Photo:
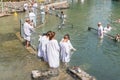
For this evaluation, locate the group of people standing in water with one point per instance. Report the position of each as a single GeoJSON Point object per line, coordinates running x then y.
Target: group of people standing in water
{"type": "Point", "coordinates": [52, 52]}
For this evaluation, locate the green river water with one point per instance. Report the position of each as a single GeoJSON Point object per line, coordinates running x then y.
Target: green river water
{"type": "Point", "coordinates": [99, 58]}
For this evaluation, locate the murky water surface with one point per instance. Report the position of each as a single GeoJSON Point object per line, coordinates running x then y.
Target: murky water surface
{"type": "Point", "coordinates": [99, 58]}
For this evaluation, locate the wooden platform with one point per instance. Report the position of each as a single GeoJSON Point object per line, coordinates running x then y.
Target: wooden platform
{"type": "Point", "coordinates": [3, 15]}
{"type": "Point", "coordinates": [80, 74]}
{"type": "Point", "coordinates": [30, 49]}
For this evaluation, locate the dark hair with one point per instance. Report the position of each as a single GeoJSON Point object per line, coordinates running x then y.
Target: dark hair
{"type": "Point", "coordinates": [48, 33]}
{"type": "Point", "coordinates": [52, 34]}
{"type": "Point", "coordinates": [67, 36]}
::::
▶ _VOTRE OBJECTIF_
Recopiez mot pour mot l'ensemble des entrées ci-dessus, en omettant les images.

▶ _RÉSULTAT DE L'EXERCICE_
Photo:
For this evaluation, locate the group of people standing in water with one point per instance. Report the position of each as a single GeoJSON Point object per line, coordinates running x then y.
Target: group of people standing in water
{"type": "Point", "coordinates": [52, 52]}
For this evaluation, locate the green river water with one point per instance. Report the position of each as a single GeoJSON Point object per line, coordinates running x then y.
Target: green river water
{"type": "Point", "coordinates": [99, 58]}
For this evaluation, locate the murky water surface with one point per instance. Report the position of each as a single GeoJSON Point object per line, coordinates running x then y.
Target: murky water surface
{"type": "Point", "coordinates": [99, 58]}
For this evaluation, locate the wooden platform with one point per instance. Report the position of each as a single GeoJSON Point object per line, coordinates running x then y.
Target: wooden platform
{"type": "Point", "coordinates": [3, 15]}
{"type": "Point", "coordinates": [80, 74]}
{"type": "Point", "coordinates": [30, 49]}
For this evaluation, locate the dark hair with one point per instance. Report the position of each as a single GeoJSON Point object per line, coordinates running x then y.
Target: dark hair
{"type": "Point", "coordinates": [48, 33]}
{"type": "Point", "coordinates": [52, 34]}
{"type": "Point", "coordinates": [67, 36]}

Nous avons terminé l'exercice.